## DATA SUPPLIED:
⁂
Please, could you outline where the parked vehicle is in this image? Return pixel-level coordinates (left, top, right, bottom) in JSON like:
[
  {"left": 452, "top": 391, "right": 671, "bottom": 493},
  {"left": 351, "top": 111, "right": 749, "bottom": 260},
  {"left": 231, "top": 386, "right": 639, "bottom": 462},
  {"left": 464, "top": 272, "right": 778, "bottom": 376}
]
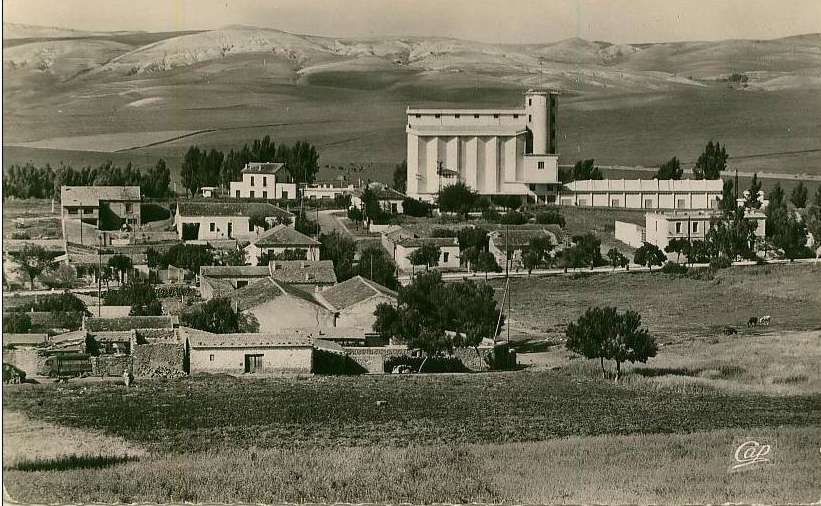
[{"left": 43, "top": 353, "right": 91, "bottom": 382}]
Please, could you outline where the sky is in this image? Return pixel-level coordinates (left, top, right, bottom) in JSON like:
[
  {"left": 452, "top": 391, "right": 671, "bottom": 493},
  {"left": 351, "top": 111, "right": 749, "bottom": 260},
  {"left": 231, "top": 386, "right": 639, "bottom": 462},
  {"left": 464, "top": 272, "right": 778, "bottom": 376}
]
[{"left": 3, "top": 0, "right": 821, "bottom": 43}]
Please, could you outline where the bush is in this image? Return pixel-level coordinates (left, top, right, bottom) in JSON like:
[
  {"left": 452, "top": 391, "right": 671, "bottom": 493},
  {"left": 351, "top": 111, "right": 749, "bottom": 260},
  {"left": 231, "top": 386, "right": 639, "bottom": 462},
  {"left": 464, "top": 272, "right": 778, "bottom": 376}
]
[
  {"left": 501, "top": 211, "right": 528, "bottom": 225},
  {"left": 140, "top": 202, "right": 171, "bottom": 223},
  {"left": 385, "top": 355, "right": 467, "bottom": 373},
  {"left": 536, "top": 209, "right": 565, "bottom": 228},
  {"left": 710, "top": 256, "right": 733, "bottom": 271},
  {"left": 661, "top": 262, "right": 689, "bottom": 275}
]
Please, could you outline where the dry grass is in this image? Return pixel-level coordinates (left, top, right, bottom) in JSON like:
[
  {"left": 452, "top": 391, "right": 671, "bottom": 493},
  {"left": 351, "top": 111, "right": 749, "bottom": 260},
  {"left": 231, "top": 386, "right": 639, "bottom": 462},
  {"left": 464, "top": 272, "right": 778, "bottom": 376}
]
[{"left": 5, "top": 428, "right": 821, "bottom": 504}]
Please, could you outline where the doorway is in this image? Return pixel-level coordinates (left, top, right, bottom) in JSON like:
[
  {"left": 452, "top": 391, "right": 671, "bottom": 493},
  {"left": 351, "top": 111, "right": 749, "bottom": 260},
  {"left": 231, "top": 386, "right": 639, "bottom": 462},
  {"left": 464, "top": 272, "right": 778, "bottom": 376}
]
[{"left": 245, "top": 354, "right": 262, "bottom": 374}]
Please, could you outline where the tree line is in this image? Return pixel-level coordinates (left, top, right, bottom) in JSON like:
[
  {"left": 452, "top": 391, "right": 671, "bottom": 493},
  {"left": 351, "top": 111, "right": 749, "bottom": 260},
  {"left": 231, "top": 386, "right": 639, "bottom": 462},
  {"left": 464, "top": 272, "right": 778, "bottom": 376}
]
[
  {"left": 3, "top": 158, "right": 171, "bottom": 199},
  {"left": 180, "top": 135, "right": 319, "bottom": 195}
]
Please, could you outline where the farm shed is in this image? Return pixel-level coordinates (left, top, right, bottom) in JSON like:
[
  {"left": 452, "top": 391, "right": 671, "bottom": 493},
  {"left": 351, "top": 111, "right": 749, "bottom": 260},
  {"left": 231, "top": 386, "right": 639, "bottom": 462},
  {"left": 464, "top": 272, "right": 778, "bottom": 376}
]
[{"left": 183, "top": 329, "right": 313, "bottom": 374}]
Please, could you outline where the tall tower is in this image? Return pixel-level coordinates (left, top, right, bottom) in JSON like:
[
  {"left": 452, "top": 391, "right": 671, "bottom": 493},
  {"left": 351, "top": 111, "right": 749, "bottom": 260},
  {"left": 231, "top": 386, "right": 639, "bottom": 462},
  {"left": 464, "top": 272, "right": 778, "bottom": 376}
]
[{"left": 525, "top": 90, "right": 558, "bottom": 155}]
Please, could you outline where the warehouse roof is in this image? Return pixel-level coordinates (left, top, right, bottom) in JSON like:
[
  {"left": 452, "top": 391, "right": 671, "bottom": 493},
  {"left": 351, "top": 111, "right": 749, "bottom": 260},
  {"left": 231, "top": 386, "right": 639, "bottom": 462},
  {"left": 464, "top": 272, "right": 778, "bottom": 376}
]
[
  {"left": 60, "top": 186, "right": 140, "bottom": 207},
  {"left": 318, "top": 276, "right": 397, "bottom": 311},
  {"left": 177, "top": 202, "right": 294, "bottom": 219}
]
⁂
Pull out every line of the material above that contains the word "warehouse" and copy each one. Case counts.

Please, could you outline where the warehouse roof is in this image? Return pixel-level coordinates (left, top, right, bottom) in JSON like:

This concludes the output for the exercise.